Given data: Begin
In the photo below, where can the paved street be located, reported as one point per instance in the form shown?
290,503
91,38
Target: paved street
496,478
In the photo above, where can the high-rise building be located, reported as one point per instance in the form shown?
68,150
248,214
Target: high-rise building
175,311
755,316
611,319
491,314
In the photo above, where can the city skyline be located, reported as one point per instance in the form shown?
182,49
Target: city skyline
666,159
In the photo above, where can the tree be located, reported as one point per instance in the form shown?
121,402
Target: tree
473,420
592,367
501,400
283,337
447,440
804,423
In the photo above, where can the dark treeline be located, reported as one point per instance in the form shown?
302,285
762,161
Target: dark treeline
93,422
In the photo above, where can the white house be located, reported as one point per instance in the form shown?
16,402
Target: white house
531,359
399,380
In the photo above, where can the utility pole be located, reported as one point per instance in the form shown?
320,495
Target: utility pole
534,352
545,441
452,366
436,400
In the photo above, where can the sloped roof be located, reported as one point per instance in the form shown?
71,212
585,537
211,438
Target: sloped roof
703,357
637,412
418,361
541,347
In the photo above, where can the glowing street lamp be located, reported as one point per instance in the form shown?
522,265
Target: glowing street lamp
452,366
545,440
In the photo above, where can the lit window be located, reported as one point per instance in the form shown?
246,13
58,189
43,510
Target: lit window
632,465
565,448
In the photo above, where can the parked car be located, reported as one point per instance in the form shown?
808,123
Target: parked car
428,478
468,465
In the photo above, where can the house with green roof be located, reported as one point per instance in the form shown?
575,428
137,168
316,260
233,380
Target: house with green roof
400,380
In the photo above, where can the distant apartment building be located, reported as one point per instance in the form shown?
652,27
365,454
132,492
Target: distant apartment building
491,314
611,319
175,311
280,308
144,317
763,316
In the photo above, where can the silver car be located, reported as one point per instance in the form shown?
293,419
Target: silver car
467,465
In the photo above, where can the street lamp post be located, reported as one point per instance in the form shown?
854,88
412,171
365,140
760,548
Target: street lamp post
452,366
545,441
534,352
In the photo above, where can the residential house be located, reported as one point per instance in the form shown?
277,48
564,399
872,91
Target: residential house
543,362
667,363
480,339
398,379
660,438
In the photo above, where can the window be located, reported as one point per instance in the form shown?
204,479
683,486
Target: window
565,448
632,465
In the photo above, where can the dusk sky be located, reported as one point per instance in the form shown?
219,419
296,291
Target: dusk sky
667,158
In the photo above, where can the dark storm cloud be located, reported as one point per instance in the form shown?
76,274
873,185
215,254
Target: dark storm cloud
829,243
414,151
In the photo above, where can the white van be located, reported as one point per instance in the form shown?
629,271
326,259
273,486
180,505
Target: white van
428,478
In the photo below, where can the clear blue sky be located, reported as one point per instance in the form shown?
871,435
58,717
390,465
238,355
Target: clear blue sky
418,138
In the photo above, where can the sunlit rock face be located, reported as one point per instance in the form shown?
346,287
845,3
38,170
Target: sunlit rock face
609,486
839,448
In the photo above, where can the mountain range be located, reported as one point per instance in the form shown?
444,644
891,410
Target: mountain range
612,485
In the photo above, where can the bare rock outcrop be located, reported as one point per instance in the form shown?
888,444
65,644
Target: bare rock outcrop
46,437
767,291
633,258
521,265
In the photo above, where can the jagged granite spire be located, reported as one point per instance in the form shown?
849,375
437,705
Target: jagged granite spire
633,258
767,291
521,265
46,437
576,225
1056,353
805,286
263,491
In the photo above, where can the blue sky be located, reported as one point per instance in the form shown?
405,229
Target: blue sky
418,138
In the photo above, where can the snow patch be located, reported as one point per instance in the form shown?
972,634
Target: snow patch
Given data: End
Output the number of lines in the records above that contain the string "patch", and no other text.

▸ **Solution to the problem**: 2